>> start
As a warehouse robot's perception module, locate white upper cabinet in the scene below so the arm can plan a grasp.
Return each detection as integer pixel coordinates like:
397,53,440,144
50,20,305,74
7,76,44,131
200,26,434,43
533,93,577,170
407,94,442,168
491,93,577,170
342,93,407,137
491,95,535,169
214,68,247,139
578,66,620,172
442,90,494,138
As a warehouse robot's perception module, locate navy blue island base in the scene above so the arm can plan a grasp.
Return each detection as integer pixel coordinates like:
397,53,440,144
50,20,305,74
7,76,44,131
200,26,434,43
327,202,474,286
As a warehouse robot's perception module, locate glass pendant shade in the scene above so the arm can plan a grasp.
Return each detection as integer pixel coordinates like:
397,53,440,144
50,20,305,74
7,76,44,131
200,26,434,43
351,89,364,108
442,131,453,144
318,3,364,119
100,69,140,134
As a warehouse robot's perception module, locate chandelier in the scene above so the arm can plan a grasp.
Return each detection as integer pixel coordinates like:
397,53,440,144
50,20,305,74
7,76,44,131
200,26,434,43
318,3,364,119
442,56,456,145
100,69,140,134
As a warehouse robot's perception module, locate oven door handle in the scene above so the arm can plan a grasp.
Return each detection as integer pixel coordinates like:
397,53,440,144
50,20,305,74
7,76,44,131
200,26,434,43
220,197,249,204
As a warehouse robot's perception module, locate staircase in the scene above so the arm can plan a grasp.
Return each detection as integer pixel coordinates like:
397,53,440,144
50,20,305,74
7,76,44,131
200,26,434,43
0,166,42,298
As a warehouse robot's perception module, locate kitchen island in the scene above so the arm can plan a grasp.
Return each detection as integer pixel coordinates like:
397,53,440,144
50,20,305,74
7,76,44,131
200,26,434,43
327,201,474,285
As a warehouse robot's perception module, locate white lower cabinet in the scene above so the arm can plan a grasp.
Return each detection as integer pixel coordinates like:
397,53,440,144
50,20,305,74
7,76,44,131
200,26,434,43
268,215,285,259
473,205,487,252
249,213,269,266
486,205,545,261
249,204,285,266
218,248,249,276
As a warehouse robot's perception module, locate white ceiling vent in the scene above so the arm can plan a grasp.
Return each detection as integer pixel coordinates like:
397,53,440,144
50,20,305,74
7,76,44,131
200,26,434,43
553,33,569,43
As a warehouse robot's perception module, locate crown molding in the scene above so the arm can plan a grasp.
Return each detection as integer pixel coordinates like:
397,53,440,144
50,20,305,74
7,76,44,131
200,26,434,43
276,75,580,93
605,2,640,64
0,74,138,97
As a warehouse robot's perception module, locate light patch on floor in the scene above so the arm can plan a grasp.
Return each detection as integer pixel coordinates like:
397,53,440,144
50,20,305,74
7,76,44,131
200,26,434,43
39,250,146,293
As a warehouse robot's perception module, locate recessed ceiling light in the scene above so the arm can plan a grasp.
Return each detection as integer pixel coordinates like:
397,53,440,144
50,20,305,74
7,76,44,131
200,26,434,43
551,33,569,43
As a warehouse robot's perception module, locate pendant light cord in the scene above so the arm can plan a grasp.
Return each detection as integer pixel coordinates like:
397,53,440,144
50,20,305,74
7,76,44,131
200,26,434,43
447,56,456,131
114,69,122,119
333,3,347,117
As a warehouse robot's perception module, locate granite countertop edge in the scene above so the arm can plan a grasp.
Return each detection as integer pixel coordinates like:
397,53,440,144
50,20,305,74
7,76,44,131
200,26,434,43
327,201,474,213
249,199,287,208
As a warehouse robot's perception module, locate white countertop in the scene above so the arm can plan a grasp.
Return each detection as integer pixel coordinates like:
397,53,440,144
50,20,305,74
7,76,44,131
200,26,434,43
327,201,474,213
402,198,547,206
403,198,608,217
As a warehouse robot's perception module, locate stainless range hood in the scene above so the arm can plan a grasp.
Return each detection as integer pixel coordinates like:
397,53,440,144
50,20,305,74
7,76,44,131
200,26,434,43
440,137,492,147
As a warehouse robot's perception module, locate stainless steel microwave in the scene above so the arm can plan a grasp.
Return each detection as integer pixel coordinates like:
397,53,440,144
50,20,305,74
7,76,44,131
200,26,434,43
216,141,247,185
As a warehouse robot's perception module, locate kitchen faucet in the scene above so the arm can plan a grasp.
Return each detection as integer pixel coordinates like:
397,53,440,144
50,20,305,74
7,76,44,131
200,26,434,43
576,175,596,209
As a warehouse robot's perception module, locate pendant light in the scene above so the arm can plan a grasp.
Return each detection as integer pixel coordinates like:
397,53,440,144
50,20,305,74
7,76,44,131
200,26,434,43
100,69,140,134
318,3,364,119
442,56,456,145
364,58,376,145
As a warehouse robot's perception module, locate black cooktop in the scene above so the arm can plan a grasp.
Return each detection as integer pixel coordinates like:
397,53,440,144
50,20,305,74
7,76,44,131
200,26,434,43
>> end
Given instruction: Convert all of the records above into one numbered list with one line per item, skipping any blank lines.

Response below:
1. As a warehouse robot's perception module, locate white upper cabinet in the scene below so the arm can plan a grasp.
2. Return each detection as integer pixel coordinates like:
3. 397,53,440,144
4. 50,20,305,74
5. 7,76,44,131
6. 200,26,434,43
7. 533,93,577,170
8. 407,94,442,168
9. 491,93,577,170
10. 342,93,407,137
11. 491,95,535,169
12. 214,68,247,139
13. 578,66,620,172
14. 442,90,494,138
15. As a warehouse robot's perception module, locate navy blue island base in the scene above so the arm can plan a grasp.
16. Return each detection as integer pixel coordinates like:
17. 397,53,440,144
18. 50,20,305,74
19. 7,76,44,131
20. 200,26,434,43
21. 327,202,474,286
22. As a warehouse robot's perception module, locate glass pendant shade in the scene above so the arm can plan a grasp.
23. Return each detection as integer pixel coordinates like:
24. 397,53,440,144
25. 50,20,305,74
26. 7,76,44,131
27. 200,26,434,43
28. 351,89,364,108
29. 442,131,453,144
30. 318,3,364,119
31. 100,69,140,134
32. As a warehouse robot's perception module, locate chandelier in the scene above so the arm can plan a grasp.
33. Return each detection as integer pixel coordinates like:
34. 397,53,440,144
35. 50,20,305,74
36. 7,76,44,131
37. 200,26,434,43
38. 318,3,364,119
39. 442,56,456,145
40. 100,69,140,134
41. As a warehouse robot's perception module, locate oven door handle in the scene above so the arm can plan a grasp.
42. Return each detection as integer pixel coordinates like:
43. 397,53,440,144
44. 50,20,305,74
45. 7,76,44,131
46. 200,26,434,43
47. 220,197,249,204
48. As a warehouse robot's perception module, locate staircase in the scene above so the arm can plan a grasp.
49. Return each detection as integer pixel coordinates like:
50. 397,53,440,144
51. 50,20,305,74
52. 7,76,44,131
53. 200,26,434,43
54. 0,166,42,298
55. As a warehouse robot's perception module, locate kitchen island in the scene above so the arm can plan a grasp.
56. Return each detection as integer pixel coordinates like:
57. 397,53,440,144
58. 50,20,305,74
59. 7,76,44,131
60. 200,26,434,43
61. 327,201,474,285
62. As a warehouse robot's perception module, locate white lower cabinet in the scene above so the arm can plan a grasp.
63. Return each detection as integer pixel coordinates like:
64. 397,53,440,144
65. 50,20,305,74
66. 7,76,44,131
67. 200,26,434,43
68. 268,215,285,259
69. 473,205,487,252
70. 249,213,269,266
71. 486,205,545,261
72. 249,204,285,266
73. 218,248,249,276
74. As a warehouse robot's perception module, locate white ceiling vent in the scene above so the arm can plan a grasp.
75. Return each detection as integer pixel coordinates like:
76. 397,53,440,144
77. 50,20,305,74
78. 7,76,44,131
79. 200,26,434,43
80. 553,33,569,43
81. As a warehouse robot's perception module, locate crown molding in the scene above so the arm can plan a grasp.
82. Return each detection as integer pixel coordinates like:
83. 397,53,440,144
84. 50,20,305,74
85. 7,76,44,131
86. 200,26,434,43
87. 276,75,580,93
88. 605,2,640,64
89. 0,74,138,97
90. As a warehouse robot's perception module, locate light patch on floor in the scene above so the arm can plan a grasp.
91. Return each detection as integer pixel coordinates like:
92. 397,53,440,144
93. 50,20,305,74
94. 7,76,44,131
95. 200,26,434,43
96. 39,250,146,293
97. As a warehouse robot's perception module, locate recessed ceiling light in the scene above so the arm can plan a grasp.
98. Return each detection as integer pixel coordinates like:
99. 397,53,440,144
100. 50,20,305,74
101. 7,76,44,131
102. 200,26,434,43
103. 551,33,569,43
104. As a warehouse robot's perception module, locate pendant light cord in the scene above so the arm can plan a grasp.
105. Return each detection as integer pixel coordinates like:
106. 397,53,440,144
107. 50,20,305,74
108. 7,76,44,131
109. 200,26,434,43
110. 447,56,456,131
111. 114,69,122,119
112. 333,3,347,117
113. As a warehouse robot's perception module, locate granite countertop edge in the scene above so the arm can plan a grasp.
114. Return each detection as integer pixel coordinates like:
115. 397,53,440,144
116. 50,20,305,74
117. 7,76,44,131
118. 200,26,434,43
119. 327,201,474,213
120. 249,199,287,208
121. As a warehouse robot's perception module, locate white countertop in the scene above so the arm can plan a grasp.
122. Return each detection as integer pixel coordinates like:
123. 397,53,440,144
124. 50,20,305,74
125. 7,76,44,131
126. 200,26,434,43
127. 327,201,474,213
128. 402,198,547,206
129. 403,198,608,217
130. As a warehouse robot's perception module, locate stainless range hood in the scene above so the arm can plan a grasp.
131. Return each detection as integer pixel coordinates like:
132. 397,53,440,144
133. 50,20,305,74
134. 7,76,44,131
135. 200,26,434,43
136. 440,137,492,147
137. As a warehouse robot's perception module, locate stainless steel microwave in the scene above so the arm can plan a grasp.
138. Return each detection as integer pixel coordinates like:
139. 397,53,440,144
140. 50,20,305,74
141. 7,76,44,131
142. 200,26,434,43
143. 216,141,247,185
144. As a warehouse robot's perception module, locate kitchen faucet in the scene above so the arm can plan a grasp.
145. Return each detection as integer pixel coordinates like:
146. 397,53,440,144
147. 50,20,305,74
148. 7,76,44,131
149. 200,26,434,43
150. 576,175,596,209
151. As a warehouse robot's perception module, locate pendant light in the scene above so the arm can plan a grasp.
152. Return each detection as integer pixel coordinates like:
153. 397,53,440,144
154. 50,20,305,74
155. 7,76,44,131
156. 200,26,434,43
157. 100,69,140,134
158. 318,3,364,119
159. 442,56,456,145
160. 364,58,376,145
161. As a warehouse robot's perception module, locate black cooktop in the scene above so the arm can plan a grasp.
162. Return each detection as integer pixel coordinates like:
163. 397,53,440,144
164. 50,20,305,74
165. 7,76,44,131
166. 200,26,434,43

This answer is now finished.